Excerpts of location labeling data

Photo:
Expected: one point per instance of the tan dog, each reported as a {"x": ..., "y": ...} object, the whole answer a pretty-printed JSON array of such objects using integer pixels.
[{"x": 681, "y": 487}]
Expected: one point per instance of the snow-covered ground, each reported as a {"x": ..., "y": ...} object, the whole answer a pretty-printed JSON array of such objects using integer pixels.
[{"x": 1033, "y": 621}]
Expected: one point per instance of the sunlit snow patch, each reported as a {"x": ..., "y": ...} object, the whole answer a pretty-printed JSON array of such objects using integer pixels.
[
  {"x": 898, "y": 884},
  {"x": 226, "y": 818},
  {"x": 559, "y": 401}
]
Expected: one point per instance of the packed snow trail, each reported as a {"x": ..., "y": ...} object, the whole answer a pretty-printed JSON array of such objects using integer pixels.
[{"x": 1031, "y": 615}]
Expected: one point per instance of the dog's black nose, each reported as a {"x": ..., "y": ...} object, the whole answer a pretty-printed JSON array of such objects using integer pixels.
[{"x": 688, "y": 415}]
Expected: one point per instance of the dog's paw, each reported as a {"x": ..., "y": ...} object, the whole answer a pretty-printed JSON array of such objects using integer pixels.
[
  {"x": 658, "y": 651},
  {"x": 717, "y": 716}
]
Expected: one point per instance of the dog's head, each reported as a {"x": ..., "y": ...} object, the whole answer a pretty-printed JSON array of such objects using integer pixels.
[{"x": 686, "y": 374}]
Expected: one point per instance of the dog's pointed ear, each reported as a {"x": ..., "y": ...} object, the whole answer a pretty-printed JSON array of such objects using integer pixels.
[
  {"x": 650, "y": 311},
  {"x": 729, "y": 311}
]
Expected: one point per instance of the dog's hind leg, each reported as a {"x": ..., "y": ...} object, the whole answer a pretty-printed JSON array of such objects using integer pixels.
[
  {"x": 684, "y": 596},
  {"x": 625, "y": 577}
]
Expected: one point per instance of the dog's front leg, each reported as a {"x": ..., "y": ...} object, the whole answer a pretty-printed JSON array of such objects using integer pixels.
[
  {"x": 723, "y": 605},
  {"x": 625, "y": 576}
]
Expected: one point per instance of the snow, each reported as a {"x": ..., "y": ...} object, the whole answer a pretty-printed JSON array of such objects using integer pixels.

◆ **Exercise**: Using the data above, repeat every line exactly.

◆ **Finished exercise**:
Photo:
Expected: one point per instance of the tan dog, each reported as a {"x": ..., "y": ...} object, the whole answer a pretty-printed JSON array of such objects using integer pixels.
[{"x": 681, "y": 487}]
Expected: one point per instance of the snow-covered ground, each reported as a {"x": ..., "y": ...} object, the whole answer a pretty-printed JSON array of such objects using integer pixels.
[{"x": 1033, "y": 621}]
Expected: one point per instance of the sunlit snow patch, each reported as a {"x": ..., "y": ...} object, the whole answer a pretty-printed JSON array of such objects using integer pixels.
[
  {"x": 898, "y": 884},
  {"x": 226, "y": 818},
  {"x": 559, "y": 401}
]
Expected: one point per instance of the packed snow trail, each reported as a {"x": ..., "y": ...} object, the whole answer a pretty-printed JSON array of such objects using integer pixels.
[{"x": 1031, "y": 615}]
Expected: one point per instance of the dog's black nose, each reported as a {"x": ..., "y": ...} object, the whole answer a pretty-printed JSON array of such objects using integer pixels.
[{"x": 688, "y": 415}]
Expected: one point per instance of the dog's paw, each reported as a {"x": ..., "y": ...} object, the whole answer a pretty-printed JSON array of such objects using integer pixels.
[
  {"x": 658, "y": 651},
  {"x": 717, "y": 716}
]
Expected: one point per instance of the dog's head, each reported as a {"x": ..., "y": ...} object, the whole answer a pretty-printed JSON array of such objects using integer pixels.
[{"x": 686, "y": 374}]
Expected: one point per instance of the dog's pointed ear, each reported as a {"x": ..., "y": ...} object, the whole answer a pretty-printed JSON array of such objects using integer pixels.
[
  {"x": 650, "y": 311},
  {"x": 729, "y": 311}
]
Expected: one point per instance of the dog's hind leg, each reported as a {"x": ..., "y": ...} object, the whole answer a pretty-printed JSON array of such objects using integer pixels.
[
  {"x": 684, "y": 596},
  {"x": 625, "y": 577}
]
Expected: one point per instance of the dog's front leg, each reported as a {"x": ..., "y": ...} object, the whole answer a pretty-printed JSON array of such objects using integer pixels.
[
  {"x": 723, "y": 605},
  {"x": 625, "y": 576}
]
Expected: one point per instance of the snow, each reported as a {"x": ..., "y": ...} object, the whole answer a pretty-printed JSON array of such objects using integer pixels.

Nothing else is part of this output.